**Problem to solve:** Find the string "mesh" in the records and copy each line where it occurs.

**Natural-language object grounding data:**
···

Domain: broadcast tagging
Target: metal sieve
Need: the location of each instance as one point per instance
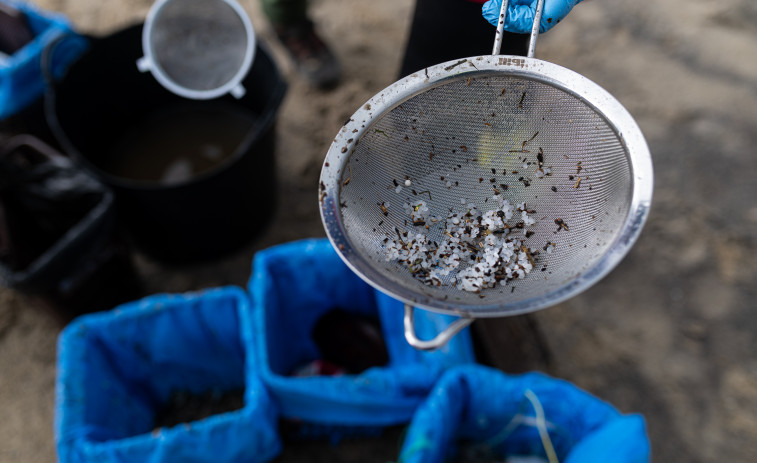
(455, 132)
(198, 49)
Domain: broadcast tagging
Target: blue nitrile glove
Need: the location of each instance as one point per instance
(520, 14)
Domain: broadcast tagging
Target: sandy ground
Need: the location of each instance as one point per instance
(670, 333)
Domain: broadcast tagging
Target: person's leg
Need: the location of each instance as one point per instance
(312, 57)
(443, 30)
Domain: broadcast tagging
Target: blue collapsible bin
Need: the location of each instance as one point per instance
(22, 74)
(483, 414)
(118, 370)
(292, 287)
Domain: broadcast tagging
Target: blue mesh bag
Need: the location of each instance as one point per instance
(52, 47)
(477, 413)
(294, 287)
(118, 371)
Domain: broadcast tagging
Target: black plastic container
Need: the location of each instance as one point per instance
(103, 101)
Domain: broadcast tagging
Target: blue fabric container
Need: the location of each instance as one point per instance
(486, 415)
(118, 369)
(295, 284)
(22, 79)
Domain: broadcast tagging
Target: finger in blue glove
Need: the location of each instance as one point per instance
(520, 14)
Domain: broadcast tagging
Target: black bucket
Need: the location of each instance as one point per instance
(179, 201)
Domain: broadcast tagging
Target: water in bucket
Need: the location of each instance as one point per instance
(179, 143)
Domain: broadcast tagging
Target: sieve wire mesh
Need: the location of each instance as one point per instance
(469, 135)
(199, 44)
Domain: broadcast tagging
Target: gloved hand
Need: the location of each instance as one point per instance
(520, 14)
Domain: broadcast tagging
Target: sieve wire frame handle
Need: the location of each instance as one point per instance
(440, 339)
(458, 325)
(534, 28)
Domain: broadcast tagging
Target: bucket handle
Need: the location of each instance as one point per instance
(440, 339)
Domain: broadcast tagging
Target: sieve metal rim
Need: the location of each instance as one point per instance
(557, 76)
(232, 86)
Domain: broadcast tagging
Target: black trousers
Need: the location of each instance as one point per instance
(444, 30)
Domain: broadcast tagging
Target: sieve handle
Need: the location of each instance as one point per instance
(534, 28)
(440, 339)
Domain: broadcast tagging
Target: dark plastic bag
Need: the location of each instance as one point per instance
(293, 286)
(483, 414)
(119, 371)
(58, 232)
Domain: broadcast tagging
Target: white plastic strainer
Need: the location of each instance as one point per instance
(198, 49)
(459, 132)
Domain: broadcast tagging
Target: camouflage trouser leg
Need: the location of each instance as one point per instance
(285, 11)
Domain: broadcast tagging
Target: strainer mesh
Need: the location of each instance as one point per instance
(464, 137)
(199, 44)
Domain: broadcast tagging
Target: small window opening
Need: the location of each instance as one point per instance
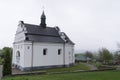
(59, 51)
(44, 51)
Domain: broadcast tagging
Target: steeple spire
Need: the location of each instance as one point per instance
(43, 20)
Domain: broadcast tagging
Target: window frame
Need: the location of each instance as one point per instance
(59, 51)
(45, 51)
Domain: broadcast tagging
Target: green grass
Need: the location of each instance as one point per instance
(103, 75)
(78, 66)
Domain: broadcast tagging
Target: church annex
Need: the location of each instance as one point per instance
(40, 47)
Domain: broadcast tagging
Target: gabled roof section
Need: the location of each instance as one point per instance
(37, 30)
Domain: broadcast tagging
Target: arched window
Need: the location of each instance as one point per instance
(18, 56)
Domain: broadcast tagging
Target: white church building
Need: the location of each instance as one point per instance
(40, 47)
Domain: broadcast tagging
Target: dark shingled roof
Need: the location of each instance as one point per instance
(39, 34)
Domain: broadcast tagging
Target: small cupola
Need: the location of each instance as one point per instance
(43, 20)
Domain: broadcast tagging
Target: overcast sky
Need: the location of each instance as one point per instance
(90, 24)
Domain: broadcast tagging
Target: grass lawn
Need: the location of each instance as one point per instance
(103, 75)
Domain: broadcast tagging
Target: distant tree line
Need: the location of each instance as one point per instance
(103, 55)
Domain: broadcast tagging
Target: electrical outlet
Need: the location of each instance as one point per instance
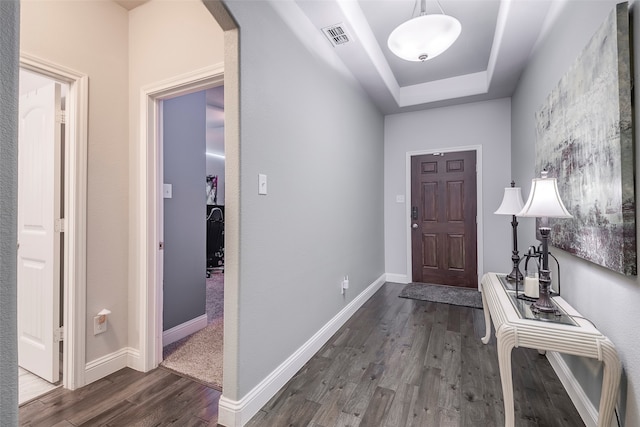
(345, 284)
(98, 327)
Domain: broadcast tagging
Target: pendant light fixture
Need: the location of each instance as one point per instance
(425, 36)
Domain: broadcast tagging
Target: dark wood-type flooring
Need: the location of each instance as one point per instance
(396, 363)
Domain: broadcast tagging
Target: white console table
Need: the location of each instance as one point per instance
(516, 326)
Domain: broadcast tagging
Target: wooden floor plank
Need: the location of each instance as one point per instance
(396, 363)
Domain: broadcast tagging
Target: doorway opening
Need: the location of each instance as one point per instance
(444, 233)
(191, 138)
(150, 210)
(51, 226)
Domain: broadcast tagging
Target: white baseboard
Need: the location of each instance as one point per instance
(587, 411)
(106, 365)
(397, 278)
(236, 413)
(184, 330)
(134, 361)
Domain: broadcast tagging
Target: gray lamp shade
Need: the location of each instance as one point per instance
(511, 202)
(544, 200)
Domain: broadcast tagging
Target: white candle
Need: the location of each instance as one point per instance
(531, 287)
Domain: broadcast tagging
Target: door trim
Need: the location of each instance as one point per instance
(75, 236)
(479, 236)
(149, 221)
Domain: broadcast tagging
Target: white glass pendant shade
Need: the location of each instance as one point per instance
(511, 202)
(544, 200)
(424, 37)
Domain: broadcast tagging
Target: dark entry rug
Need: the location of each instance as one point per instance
(453, 295)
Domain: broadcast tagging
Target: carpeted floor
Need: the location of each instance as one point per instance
(199, 356)
(445, 294)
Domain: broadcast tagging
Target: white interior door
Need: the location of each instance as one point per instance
(38, 241)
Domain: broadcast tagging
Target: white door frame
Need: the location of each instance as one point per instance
(150, 203)
(479, 236)
(75, 208)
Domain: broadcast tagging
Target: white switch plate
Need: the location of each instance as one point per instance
(98, 327)
(262, 183)
(167, 191)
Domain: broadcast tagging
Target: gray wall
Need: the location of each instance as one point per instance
(319, 140)
(185, 213)
(483, 123)
(9, 37)
(609, 299)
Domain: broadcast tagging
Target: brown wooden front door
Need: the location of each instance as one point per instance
(443, 219)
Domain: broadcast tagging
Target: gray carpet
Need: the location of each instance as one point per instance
(453, 295)
(199, 356)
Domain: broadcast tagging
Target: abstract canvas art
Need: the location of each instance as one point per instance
(584, 138)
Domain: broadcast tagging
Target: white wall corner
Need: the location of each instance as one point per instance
(184, 330)
(397, 278)
(585, 408)
(134, 361)
(236, 413)
(108, 364)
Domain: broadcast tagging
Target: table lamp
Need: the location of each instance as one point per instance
(544, 202)
(512, 205)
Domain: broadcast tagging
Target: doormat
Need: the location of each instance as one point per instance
(453, 295)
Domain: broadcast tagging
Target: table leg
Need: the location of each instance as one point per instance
(506, 342)
(487, 319)
(610, 384)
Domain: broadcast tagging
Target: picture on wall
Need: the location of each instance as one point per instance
(584, 138)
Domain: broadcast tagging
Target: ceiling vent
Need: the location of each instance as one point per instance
(336, 34)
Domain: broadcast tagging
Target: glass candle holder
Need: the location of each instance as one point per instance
(531, 285)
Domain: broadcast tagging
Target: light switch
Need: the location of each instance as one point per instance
(167, 191)
(262, 184)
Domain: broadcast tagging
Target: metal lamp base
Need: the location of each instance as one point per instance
(515, 275)
(543, 303)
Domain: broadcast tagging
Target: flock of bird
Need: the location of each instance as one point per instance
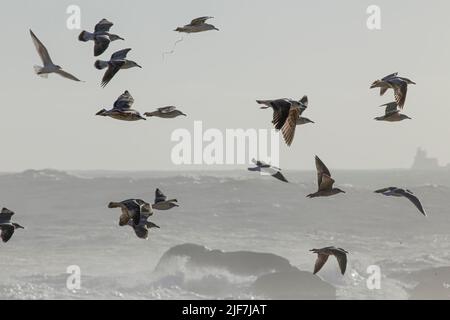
(287, 115)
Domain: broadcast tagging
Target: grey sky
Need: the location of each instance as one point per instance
(265, 49)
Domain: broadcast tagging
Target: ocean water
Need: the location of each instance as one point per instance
(270, 226)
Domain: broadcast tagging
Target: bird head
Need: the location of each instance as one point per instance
(375, 84)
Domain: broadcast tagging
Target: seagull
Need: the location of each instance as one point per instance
(7, 227)
(287, 115)
(48, 67)
(165, 112)
(398, 84)
(141, 228)
(324, 182)
(122, 109)
(324, 253)
(398, 192)
(101, 36)
(197, 25)
(268, 169)
(118, 61)
(392, 113)
(161, 202)
(131, 210)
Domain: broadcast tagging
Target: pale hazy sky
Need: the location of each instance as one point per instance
(265, 49)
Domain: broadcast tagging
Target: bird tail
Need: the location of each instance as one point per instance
(38, 70)
(100, 64)
(264, 102)
(85, 36)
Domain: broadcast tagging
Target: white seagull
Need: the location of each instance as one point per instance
(49, 66)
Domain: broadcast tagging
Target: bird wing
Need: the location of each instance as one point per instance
(167, 109)
(121, 54)
(400, 90)
(385, 189)
(6, 214)
(67, 75)
(141, 231)
(341, 257)
(390, 76)
(279, 176)
(124, 217)
(199, 21)
(41, 49)
(321, 170)
(159, 196)
(288, 129)
(281, 109)
(391, 108)
(124, 101)
(101, 44)
(6, 232)
(103, 26)
(320, 261)
(303, 104)
(414, 200)
(113, 68)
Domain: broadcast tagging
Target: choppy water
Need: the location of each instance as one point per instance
(67, 223)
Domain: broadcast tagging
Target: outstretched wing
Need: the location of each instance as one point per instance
(414, 200)
(281, 109)
(6, 214)
(6, 232)
(159, 196)
(400, 91)
(113, 68)
(41, 49)
(288, 129)
(124, 101)
(103, 26)
(167, 109)
(199, 21)
(67, 75)
(121, 54)
(391, 108)
(101, 44)
(320, 261)
(280, 176)
(342, 259)
(323, 174)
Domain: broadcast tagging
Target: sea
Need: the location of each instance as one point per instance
(235, 235)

···

**Response area:**
Target: blue mesh bag
Target: sieve wire mesh
Target: strainer mesh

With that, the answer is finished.